• _Direction_
Put every line of the rows below into a JSON list of strings, one string per line, skipping any blank lines.

━━━ Records for processing ━━━

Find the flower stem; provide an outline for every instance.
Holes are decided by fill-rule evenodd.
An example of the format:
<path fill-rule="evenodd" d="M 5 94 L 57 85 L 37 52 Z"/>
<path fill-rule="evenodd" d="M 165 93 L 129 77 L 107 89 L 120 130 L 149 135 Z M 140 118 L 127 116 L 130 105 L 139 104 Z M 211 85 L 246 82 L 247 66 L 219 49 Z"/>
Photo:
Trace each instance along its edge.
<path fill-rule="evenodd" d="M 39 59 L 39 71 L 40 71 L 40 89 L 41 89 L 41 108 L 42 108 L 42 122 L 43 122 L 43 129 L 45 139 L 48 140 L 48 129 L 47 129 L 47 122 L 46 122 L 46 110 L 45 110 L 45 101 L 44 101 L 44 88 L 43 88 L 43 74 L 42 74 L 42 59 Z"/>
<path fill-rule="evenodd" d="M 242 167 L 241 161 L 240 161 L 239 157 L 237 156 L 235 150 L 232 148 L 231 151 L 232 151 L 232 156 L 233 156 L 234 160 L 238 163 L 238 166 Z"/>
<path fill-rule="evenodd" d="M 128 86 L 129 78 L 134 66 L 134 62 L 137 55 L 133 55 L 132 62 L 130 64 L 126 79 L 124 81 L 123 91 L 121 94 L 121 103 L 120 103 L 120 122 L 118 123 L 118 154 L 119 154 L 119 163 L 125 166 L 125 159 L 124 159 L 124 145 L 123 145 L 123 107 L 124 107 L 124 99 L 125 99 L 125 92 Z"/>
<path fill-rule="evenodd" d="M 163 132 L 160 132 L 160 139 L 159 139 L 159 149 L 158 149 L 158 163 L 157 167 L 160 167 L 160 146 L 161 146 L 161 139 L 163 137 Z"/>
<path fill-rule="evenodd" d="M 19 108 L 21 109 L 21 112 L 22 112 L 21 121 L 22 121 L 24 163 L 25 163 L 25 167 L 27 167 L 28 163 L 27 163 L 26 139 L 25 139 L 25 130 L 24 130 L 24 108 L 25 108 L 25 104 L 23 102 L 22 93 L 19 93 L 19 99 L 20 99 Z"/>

━━━

• _Solved problem_
[
  "Find the flower stem; provide an outline for every instance.",
  "Holes are decided by fill-rule evenodd.",
  "An example of the format:",
  "<path fill-rule=\"evenodd\" d=\"M 5 94 L 57 85 L 37 52 Z\"/>",
  "<path fill-rule=\"evenodd\" d=\"M 165 93 L 129 77 L 107 89 L 120 130 L 149 135 Z M 140 118 L 127 116 L 130 105 L 139 104 Z M 211 85 L 246 82 L 247 66 L 219 49 Z\"/>",
  "Photo:",
  "Trace each instance along its edge.",
  "<path fill-rule=\"evenodd\" d=\"M 39 59 L 39 71 L 40 71 L 40 89 L 41 89 L 41 108 L 42 108 L 42 122 L 43 122 L 43 129 L 45 139 L 48 140 L 48 129 L 47 129 L 47 122 L 46 122 L 46 110 L 45 110 L 45 101 L 44 101 L 44 88 L 43 88 L 43 74 L 42 74 L 42 59 Z\"/>",
  "<path fill-rule=\"evenodd\" d=\"M 242 167 L 241 161 L 240 161 L 239 157 L 237 156 L 235 150 L 232 148 L 231 151 L 232 151 L 232 156 L 233 156 L 234 160 L 238 163 L 238 166 Z\"/>",
  "<path fill-rule=\"evenodd\" d=\"M 128 86 L 129 78 L 134 66 L 134 62 L 137 55 L 133 55 L 132 62 L 130 64 L 126 79 L 124 81 L 123 91 L 121 94 L 121 103 L 120 103 L 120 122 L 118 123 L 118 154 L 119 154 L 119 163 L 125 166 L 125 159 L 124 159 L 124 145 L 123 145 L 123 107 L 124 107 L 124 99 L 125 99 L 125 92 Z\"/>",
  "<path fill-rule=\"evenodd\" d=\"M 163 132 L 160 132 L 160 139 L 159 139 L 159 149 L 158 149 L 158 163 L 157 167 L 160 167 L 160 146 L 161 146 L 161 139 L 163 137 Z\"/>",
  "<path fill-rule=\"evenodd\" d=\"M 19 108 L 21 109 L 21 112 L 22 112 L 21 121 L 22 121 L 24 163 L 25 163 L 25 167 L 27 167 L 28 163 L 27 163 L 26 139 L 25 139 L 25 130 L 24 130 L 24 108 L 25 108 L 25 104 L 23 102 L 22 93 L 19 93 L 19 99 L 20 99 Z\"/>"
]